> **WHAT IS NEEDED**: Which lines below contain the word "maroon", with case counting? Show each of those lines in full.

> **ENTRIES SUPPLIED**:

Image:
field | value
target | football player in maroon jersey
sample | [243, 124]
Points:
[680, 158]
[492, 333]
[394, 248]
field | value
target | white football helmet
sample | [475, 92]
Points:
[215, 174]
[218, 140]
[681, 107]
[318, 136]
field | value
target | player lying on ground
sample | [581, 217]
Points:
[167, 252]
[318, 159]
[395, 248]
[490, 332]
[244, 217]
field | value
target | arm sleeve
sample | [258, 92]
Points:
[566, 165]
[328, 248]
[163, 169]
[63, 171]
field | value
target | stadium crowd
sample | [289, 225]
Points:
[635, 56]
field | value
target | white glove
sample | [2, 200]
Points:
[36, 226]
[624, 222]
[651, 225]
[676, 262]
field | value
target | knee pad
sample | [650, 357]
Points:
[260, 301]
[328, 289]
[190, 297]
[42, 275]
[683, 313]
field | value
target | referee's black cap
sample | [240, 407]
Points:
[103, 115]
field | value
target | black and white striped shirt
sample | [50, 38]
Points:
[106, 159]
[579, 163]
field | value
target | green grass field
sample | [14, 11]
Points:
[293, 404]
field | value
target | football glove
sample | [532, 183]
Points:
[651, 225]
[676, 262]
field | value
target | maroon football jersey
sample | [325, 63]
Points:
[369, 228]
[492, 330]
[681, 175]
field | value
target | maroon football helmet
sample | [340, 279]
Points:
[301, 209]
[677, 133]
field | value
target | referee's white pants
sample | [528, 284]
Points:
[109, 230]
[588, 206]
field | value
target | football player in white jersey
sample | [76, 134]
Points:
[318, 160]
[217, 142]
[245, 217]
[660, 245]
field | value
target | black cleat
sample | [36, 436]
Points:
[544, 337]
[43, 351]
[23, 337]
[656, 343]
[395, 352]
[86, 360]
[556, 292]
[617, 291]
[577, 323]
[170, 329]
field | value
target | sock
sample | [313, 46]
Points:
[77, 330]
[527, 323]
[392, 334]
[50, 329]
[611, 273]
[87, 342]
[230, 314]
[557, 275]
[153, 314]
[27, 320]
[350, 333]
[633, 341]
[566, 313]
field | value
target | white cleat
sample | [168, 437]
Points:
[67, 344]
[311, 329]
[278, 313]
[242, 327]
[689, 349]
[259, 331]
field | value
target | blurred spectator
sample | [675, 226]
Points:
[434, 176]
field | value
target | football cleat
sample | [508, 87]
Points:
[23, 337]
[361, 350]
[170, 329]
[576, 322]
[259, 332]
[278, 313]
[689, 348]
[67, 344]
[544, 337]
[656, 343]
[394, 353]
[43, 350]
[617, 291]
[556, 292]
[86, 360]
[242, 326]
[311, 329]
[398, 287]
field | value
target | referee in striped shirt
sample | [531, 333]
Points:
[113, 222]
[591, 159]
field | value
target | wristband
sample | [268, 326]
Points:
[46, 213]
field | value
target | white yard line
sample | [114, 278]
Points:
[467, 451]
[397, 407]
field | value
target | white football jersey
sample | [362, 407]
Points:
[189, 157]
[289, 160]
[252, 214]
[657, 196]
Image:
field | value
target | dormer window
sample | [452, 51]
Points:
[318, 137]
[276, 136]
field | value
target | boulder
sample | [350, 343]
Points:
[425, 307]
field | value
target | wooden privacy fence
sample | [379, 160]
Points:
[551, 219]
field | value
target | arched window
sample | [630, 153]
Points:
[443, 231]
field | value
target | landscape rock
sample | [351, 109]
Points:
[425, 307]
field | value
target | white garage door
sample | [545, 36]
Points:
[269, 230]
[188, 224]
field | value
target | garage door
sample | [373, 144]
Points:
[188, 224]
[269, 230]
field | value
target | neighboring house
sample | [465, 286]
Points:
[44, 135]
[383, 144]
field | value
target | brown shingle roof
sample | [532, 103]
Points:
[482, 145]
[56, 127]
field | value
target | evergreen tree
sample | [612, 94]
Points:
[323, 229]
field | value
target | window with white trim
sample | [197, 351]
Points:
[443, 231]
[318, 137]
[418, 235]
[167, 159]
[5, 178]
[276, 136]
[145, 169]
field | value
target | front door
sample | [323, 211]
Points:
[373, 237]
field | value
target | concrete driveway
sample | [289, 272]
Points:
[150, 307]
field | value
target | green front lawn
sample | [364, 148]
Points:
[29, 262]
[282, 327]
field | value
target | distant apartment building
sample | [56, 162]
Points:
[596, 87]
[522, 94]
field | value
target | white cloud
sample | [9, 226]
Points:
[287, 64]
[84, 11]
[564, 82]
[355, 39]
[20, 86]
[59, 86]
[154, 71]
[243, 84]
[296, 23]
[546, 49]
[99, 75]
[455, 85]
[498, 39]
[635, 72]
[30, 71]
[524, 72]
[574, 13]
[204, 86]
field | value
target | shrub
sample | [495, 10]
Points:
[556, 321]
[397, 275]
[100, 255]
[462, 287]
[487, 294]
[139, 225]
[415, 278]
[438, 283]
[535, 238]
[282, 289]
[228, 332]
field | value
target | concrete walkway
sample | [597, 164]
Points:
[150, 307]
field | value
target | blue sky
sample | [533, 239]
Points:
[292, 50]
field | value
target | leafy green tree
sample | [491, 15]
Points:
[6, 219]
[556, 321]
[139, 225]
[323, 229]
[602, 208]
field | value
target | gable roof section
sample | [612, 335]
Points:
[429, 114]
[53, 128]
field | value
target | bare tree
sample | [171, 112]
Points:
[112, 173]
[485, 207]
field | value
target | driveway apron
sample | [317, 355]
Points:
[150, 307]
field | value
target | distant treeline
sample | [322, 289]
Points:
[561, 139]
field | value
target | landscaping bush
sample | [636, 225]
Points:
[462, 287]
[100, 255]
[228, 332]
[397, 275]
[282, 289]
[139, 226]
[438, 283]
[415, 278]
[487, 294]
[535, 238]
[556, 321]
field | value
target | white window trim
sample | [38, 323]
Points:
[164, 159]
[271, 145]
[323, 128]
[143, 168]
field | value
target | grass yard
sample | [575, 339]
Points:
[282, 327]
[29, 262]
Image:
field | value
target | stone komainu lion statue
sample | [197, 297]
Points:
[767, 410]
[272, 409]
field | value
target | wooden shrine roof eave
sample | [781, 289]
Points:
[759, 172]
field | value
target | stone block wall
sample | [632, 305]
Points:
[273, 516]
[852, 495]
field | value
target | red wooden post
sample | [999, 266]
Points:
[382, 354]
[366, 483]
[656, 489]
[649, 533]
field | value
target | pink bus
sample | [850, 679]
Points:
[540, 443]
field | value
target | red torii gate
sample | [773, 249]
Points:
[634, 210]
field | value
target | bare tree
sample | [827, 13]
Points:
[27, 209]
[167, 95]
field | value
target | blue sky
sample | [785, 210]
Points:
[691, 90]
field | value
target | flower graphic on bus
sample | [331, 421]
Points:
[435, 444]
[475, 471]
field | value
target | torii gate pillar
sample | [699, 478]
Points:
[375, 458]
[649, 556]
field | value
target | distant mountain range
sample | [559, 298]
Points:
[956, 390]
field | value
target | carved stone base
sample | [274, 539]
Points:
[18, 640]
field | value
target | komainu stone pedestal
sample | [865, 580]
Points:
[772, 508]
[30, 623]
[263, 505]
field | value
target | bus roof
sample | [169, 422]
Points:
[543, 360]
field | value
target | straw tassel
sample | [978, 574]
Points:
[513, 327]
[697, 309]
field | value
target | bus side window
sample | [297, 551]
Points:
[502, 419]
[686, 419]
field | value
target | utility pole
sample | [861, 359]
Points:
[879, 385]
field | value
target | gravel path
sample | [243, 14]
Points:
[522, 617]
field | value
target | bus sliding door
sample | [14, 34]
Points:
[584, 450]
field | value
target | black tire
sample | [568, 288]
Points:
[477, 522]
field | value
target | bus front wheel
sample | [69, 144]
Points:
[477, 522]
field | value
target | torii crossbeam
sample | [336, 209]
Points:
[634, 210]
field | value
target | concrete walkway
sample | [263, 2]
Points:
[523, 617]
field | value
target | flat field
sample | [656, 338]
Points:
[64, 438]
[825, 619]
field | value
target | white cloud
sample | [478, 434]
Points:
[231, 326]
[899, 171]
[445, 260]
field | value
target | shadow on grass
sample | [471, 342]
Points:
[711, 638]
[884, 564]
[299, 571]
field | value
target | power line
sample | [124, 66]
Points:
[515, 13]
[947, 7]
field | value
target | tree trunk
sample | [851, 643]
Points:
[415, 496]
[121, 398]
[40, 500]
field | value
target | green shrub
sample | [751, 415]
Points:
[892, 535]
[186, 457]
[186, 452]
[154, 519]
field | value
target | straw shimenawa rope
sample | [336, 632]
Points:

> **COMPLETE OUTPUT**:
target | football player in maroon jersey
target | maroon football jersey
target | maroon football helmet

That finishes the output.